• _Work to complete_
Which lines of the entries contain the string "slope"? Copy each of them.

• _Excerpted records_
=-=-=

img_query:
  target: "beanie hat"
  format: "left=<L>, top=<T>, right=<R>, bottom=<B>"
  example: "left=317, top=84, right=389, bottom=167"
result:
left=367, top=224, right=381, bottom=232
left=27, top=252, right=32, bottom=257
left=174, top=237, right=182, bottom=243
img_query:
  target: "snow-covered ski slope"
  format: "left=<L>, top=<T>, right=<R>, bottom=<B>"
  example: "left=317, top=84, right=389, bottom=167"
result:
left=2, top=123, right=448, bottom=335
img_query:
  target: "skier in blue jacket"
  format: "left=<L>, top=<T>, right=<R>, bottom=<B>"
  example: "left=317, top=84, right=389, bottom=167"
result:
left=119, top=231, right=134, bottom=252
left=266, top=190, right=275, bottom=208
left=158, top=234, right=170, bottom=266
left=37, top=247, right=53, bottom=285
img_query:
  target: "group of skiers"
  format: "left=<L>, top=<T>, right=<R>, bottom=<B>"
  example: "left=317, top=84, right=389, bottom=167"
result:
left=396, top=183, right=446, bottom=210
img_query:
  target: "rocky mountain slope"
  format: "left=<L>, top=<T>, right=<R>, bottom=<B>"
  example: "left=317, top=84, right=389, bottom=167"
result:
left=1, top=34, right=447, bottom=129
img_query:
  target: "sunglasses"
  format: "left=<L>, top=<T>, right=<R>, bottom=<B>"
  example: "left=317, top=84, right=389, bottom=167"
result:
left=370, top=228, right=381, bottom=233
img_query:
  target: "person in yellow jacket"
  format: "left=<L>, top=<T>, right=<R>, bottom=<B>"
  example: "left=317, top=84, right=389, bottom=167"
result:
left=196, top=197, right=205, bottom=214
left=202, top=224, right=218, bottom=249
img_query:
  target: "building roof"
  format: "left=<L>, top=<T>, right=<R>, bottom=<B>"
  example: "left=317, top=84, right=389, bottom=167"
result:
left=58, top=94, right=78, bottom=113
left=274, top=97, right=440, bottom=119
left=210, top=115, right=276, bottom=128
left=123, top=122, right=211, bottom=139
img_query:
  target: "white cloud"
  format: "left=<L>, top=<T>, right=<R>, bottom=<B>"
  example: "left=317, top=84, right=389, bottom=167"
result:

=-=-=

• _Answer space_
  target: "snow-covered ski slope"
  target: "rocky mountain slope"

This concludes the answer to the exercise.